▶ [Data to process]:
────────────────

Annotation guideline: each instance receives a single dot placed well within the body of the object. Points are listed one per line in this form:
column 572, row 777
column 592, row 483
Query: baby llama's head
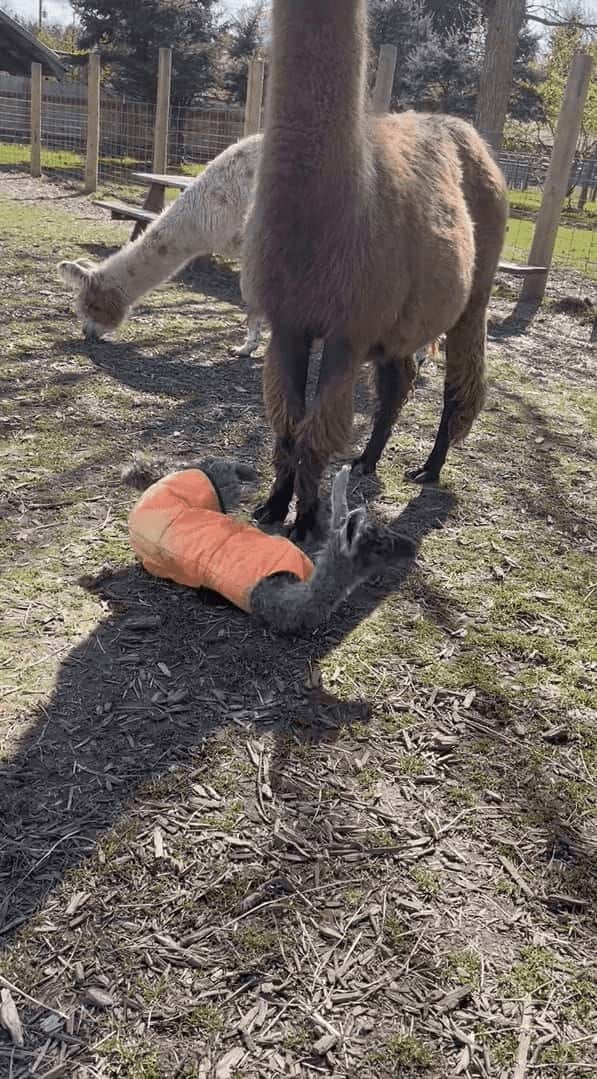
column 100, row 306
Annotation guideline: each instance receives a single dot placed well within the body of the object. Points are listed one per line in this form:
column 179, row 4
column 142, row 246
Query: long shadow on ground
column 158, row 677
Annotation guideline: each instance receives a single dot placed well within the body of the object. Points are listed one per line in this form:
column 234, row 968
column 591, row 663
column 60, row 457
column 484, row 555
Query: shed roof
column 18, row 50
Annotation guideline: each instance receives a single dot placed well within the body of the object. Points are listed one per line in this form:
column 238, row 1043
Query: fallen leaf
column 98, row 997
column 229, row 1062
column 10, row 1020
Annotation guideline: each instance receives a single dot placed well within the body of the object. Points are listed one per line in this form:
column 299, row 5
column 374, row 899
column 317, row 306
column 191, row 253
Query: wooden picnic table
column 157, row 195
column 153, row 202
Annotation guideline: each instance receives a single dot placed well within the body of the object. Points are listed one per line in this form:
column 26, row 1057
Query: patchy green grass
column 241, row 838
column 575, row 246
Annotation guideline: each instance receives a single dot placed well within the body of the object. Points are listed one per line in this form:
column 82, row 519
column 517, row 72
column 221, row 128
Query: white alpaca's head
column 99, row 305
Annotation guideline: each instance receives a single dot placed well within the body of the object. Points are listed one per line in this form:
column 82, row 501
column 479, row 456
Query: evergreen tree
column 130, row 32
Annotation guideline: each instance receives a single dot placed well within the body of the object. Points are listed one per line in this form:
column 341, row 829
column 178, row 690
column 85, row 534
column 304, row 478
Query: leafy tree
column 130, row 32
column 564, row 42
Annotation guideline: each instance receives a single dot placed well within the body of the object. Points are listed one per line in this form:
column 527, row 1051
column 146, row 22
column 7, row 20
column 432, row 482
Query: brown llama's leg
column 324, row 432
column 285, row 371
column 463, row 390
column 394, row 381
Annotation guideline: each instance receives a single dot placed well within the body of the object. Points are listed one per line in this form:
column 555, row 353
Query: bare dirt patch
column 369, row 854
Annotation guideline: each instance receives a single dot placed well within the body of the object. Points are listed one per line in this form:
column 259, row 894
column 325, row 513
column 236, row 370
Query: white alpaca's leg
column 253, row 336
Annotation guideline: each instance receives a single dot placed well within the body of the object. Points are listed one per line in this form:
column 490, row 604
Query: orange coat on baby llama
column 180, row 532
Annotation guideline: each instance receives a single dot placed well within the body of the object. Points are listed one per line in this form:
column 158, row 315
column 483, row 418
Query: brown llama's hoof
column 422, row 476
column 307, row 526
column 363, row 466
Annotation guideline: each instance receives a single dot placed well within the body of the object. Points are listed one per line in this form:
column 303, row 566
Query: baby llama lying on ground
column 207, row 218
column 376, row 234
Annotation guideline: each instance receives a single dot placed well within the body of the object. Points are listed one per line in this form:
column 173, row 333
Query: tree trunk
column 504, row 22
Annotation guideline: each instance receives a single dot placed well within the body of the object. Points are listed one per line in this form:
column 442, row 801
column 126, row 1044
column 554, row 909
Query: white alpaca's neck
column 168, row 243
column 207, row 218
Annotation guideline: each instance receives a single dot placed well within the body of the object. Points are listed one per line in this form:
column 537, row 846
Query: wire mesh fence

────────────────

▶ [What needs to be done]: Render every line of the rows above as a Markdown table with the columns No. and Line, numbering the lines and omitting blank ones. Leave the pictures out.

▶ [Final answer]:
| No. | Line |
|---|---|
| 1 | Annotation guideline: each instance receives a single dot placed well within the body of the object. Points are listed one per line in this form: |
| 2 | column 572, row 777 |
| 3 | column 592, row 483 |
| 4 | Query: baby llama's head |
| 5 | column 100, row 306 |
| 6 | Annotation guideline: each instance receives a single dot placed well within the body of the object. Points are listed one per line in this form: |
| 7 | column 179, row 4 |
| 8 | column 142, row 246 |
| 9 | Query: long shadow on ground |
| 10 | column 158, row 677 |
| 11 | Annotation guideline: each instance receives a single dot placed well within the body of the object. Points are listed one per line in this form: |
| 12 | column 234, row 968 |
| 13 | column 591, row 663 |
| 14 | column 60, row 457 |
| 15 | column 484, row 555 |
| 16 | Query: shed roof |
| 17 | column 18, row 50 |
| 18 | Annotation guideline: each instance receives a single dot placed well within the body of the object. Points are listed one per line in this form: |
| 19 | column 238, row 1043 |
| 20 | Query: fallen leaf |
| 21 | column 98, row 997 |
| 22 | column 229, row 1062 |
| 23 | column 10, row 1020 |
| 24 | Annotation guideline: each instance receives a single dot placed well within the body of the object. Points are listed one per line in this form: |
| 25 | column 299, row 5 |
| 26 | column 374, row 899 |
| 27 | column 317, row 306 |
| 28 | column 191, row 253 |
| 29 | Query: wooden picnic table |
| 30 | column 157, row 195 |
| 31 | column 153, row 202 |
| 32 | Annotation guideline: each instance receives a single dot placed well within the body of the object. Points are listed one per line in this form: |
| 33 | column 26, row 1057 |
| 34 | Query: patchy green grass |
| 35 | column 241, row 838 |
| 36 | column 575, row 246 |
| 37 | Annotation guideline: each instance receives a single dot placed well within the body of the object. Points are listed one per line in this form: |
| 38 | column 82, row 519 |
| 39 | column 517, row 72 |
| 40 | column 221, row 128 |
| 41 | Query: white alpaca's head |
| 42 | column 99, row 305 |
| 43 | Annotation guideline: each instance receives a single dot placed well within the body of the object. Points are listed one per line in this form: |
| 44 | column 82, row 501 |
| 45 | column 479, row 456 |
| 46 | Query: evergreen tree |
| 47 | column 130, row 32 |
| 48 | Annotation guideline: each instance receives a single dot placed well within the body of the object. Points are listed one per line in this form: |
| 49 | column 341, row 829 |
| 50 | column 178, row 690 |
| 51 | column 85, row 534 |
| 52 | column 304, row 478 |
| 53 | Query: leafy tree |
| 54 | column 130, row 32 |
| 55 | column 564, row 42 |
| 56 | Annotation guideline: each instance receives a single dot placed well within the body of the object. Points are listed one per line in this form: |
| 57 | column 527, row 1051 |
| 58 | column 146, row 22 |
| 59 | column 7, row 20 |
| 60 | column 432, row 482 |
| 61 | Query: brown llama's leg |
| 62 | column 324, row 432 |
| 63 | column 285, row 371 |
| 64 | column 463, row 390 |
| 65 | column 394, row 381 |
| 66 | Annotation guideline: each instance receives a single dot placed well within the body of the object. Points are listed one per line in this form: |
| 67 | column 555, row 353 |
| 68 | Query: bare dirt patch |
| 69 | column 369, row 854 |
| 70 | Annotation guideline: each instance receives a single dot placed well within the body of the object. Points are listed one per line in this form: |
| 71 | column 259, row 894 |
| 72 | column 325, row 513 |
| 73 | column 236, row 370 |
| 74 | Query: white alpaca's leg |
| 75 | column 253, row 336 |
| 76 | Annotation guideline: each instance receives a single dot placed well within the body of the object. Points are listed one per line in this form: |
| 77 | column 490, row 604 |
| 78 | Query: orange coat on baby llama |
| 79 | column 180, row 532 |
| 80 | Annotation guideline: each instance receives a single dot placed well within the body of the object. Points are listed one per line in this form: |
| 81 | column 158, row 315 |
| 82 | column 483, row 418 |
| 83 | Query: brown llama's hoof |
| 84 | column 422, row 476 |
| 85 | column 307, row 526 |
| 86 | column 363, row 466 |
| 87 | Annotation guideline: each instance receives a single dot placed well within the body of the object. Points are listed one per line in this form: |
| 88 | column 303, row 566 |
| 89 | Query: baby llama lying on ground |
| 90 | column 207, row 218 |
| 91 | column 376, row 234 |
| 92 | Annotation guideline: each instance receives a single dot placed well within the body of the object. Points are listed one per line in this form: |
| 93 | column 173, row 333 |
| 94 | Query: tree trunk |
| 95 | column 504, row 22 |
| 96 | Annotation guideline: each instance receives a single dot placed well within the body of the object. Points are listed one per line in this form: |
| 97 | column 442, row 801 |
| 98 | column 126, row 1044 |
| 99 | column 554, row 909 |
| 100 | Query: white alpaca's neck |
| 101 | column 168, row 243 |
| 102 | column 207, row 218 |
| 103 | Annotation guideline: each instance receives a single dot placed well within the body of the object. Points are listed one per line in this form: |
| 104 | column 537, row 846 |
| 105 | Query: wire mesh fence |